WHAT YOU HAVE TO DO
Output the full material exactly as it appears here.

[BEGIN DATASET CONTENT]

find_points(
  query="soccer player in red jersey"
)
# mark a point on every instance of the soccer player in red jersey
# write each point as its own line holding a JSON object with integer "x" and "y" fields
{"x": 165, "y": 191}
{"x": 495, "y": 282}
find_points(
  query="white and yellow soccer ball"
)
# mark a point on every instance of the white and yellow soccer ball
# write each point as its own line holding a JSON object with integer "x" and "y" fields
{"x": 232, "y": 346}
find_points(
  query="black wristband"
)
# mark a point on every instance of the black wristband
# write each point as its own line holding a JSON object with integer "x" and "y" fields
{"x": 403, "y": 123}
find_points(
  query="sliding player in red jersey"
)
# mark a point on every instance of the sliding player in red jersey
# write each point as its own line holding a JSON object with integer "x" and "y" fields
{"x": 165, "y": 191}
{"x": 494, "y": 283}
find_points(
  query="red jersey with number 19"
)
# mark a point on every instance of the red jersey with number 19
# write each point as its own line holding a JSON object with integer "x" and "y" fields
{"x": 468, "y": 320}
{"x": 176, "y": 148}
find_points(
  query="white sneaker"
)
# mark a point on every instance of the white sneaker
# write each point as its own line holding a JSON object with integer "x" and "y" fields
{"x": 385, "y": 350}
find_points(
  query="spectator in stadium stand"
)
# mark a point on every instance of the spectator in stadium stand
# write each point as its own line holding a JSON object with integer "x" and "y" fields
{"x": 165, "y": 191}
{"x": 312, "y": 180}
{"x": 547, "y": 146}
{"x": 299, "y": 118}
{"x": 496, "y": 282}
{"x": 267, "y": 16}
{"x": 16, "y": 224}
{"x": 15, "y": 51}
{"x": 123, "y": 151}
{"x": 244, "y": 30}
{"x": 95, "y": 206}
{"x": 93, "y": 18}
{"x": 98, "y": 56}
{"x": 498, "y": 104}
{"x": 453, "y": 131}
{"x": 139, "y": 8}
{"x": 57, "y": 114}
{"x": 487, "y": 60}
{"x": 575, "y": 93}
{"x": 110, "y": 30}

[END DATASET CONTENT]

OUTPUT
find_points(
  query="soccer player in red jersey"
)
# mark a point on every instance of the soccer player in red jersey
# write each point as its own line holding a JSON object with integer "x" and "y" fields
{"x": 165, "y": 191}
{"x": 495, "y": 282}
find_points(
  query="white and yellow soccer ball"
)
# mark a point on every instance of the white and yellow soccer ball
# write each point as its own line holding a JSON object with integer "x" and "y" fields
{"x": 232, "y": 346}
find_points(
  query="black wristband"
)
# mark a point on every instance of the black wristband
# write each point as its own line holding a JSON object with integer "x" and "y" fields
{"x": 403, "y": 123}
find_points(
  query="sliding player in red jersey"
)
# mark a point on every instance of the sliding player in red jersey
# write each point as its own line holding a JSON object with integer "x" and "y" fields
{"x": 165, "y": 191}
{"x": 494, "y": 283}
find_points(
  query="red jersey with number 19"
)
# mark a point on every instance of the red jersey with number 19
# write each point as its own line holding a JSON object with integer "x" and "y" fields
{"x": 468, "y": 320}
{"x": 176, "y": 148}
find_points(
  query="white sneaker"
)
# mark a point on every instance of the white sneaker
# write each point as its own line holding a JSON object with integer "x" and "y" fields
{"x": 385, "y": 350}
find_points(
  query="spectator in stadium stand"
)
# mark a point on every instance of the spectator in stadium stand
# write each point as its own line holding a JSON object with integer "x" and "y" fields
{"x": 165, "y": 191}
{"x": 312, "y": 180}
{"x": 547, "y": 146}
{"x": 299, "y": 118}
{"x": 496, "y": 282}
{"x": 267, "y": 16}
{"x": 16, "y": 224}
{"x": 15, "y": 51}
{"x": 123, "y": 151}
{"x": 244, "y": 30}
{"x": 95, "y": 206}
{"x": 93, "y": 18}
{"x": 98, "y": 56}
{"x": 498, "y": 104}
{"x": 453, "y": 131}
{"x": 139, "y": 8}
{"x": 57, "y": 114}
{"x": 487, "y": 60}
{"x": 575, "y": 93}
{"x": 110, "y": 30}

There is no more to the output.